» What the exercise asks:
All that should appear is the run of lines from the one containing "trail in this photo." through the end of the records, each repeated exactly.
Top of Source information
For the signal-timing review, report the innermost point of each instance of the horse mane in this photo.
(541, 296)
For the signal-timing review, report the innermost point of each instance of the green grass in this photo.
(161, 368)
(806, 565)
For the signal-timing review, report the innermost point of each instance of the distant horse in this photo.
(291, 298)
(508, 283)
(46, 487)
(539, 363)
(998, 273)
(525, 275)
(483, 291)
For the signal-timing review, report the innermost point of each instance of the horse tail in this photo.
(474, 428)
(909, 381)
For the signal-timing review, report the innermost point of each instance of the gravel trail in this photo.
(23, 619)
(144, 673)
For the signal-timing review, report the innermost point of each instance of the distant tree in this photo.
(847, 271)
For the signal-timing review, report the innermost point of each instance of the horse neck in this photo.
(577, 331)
Bottom of Source information
» Answer to the exercise:
For the signal-timing review, report the innermost point of each instance of the gravel trail in this photo.
(23, 619)
(144, 673)
For the signal-timing review, report the innermost point of each instance of the distant tree in this photo.
(847, 271)
For the signal-timing review, report the innermost point of each instance of the horse neck in this photo.
(577, 331)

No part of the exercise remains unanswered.